== Material provided ==
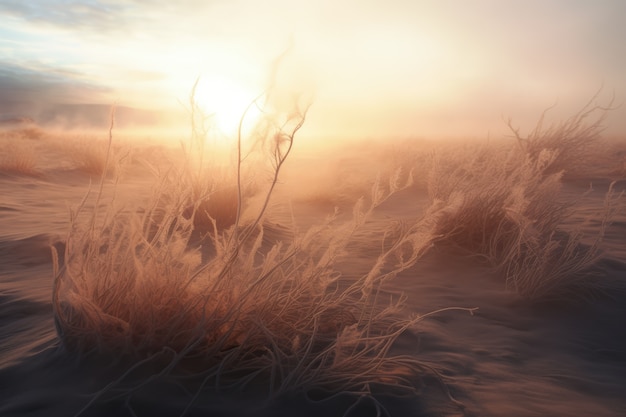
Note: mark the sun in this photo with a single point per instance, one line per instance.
(225, 101)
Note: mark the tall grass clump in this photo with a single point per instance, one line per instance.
(137, 283)
(503, 205)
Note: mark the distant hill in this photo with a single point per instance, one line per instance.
(86, 116)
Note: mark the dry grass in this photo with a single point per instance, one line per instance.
(137, 283)
(503, 205)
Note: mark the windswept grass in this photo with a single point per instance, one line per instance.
(139, 284)
(503, 205)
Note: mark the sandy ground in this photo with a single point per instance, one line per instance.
(511, 358)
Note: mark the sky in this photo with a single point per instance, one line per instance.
(371, 69)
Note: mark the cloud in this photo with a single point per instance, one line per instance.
(95, 15)
(29, 91)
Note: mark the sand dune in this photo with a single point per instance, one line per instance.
(522, 352)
===
» Task description:
Edit all of the rows above so that "photo" becomes "image" wherever it occurs, keeping everything else the same. Omit the pictures from your answer.

» Final result:
Note: mark the sun in this image with a single point per instance, one line per instance.
(225, 101)
Note: mark the tall grass clump in this image with a single point per instance, one line per instance.
(137, 283)
(503, 205)
Note: mark the distant hill in this image with a single point per instance, one line per instance.
(86, 116)
Note: mark the dry grass in this image with a single point per instance, one line per instance.
(137, 283)
(503, 205)
Note: mark the windswept grass in this image with a single point per instance, one line per instance.
(139, 284)
(503, 205)
Note: mark the sandy ground in this image with a single point per instance, one line per instance.
(511, 358)
Note: mark the sky in this image with a single point per instance, one line per instance.
(371, 69)
Note: mark the cloud in this image with a single point per instance, one line per instance.
(95, 15)
(29, 91)
Note: mark the sand dune in this image with a single point per instance, one line per instance.
(522, 352)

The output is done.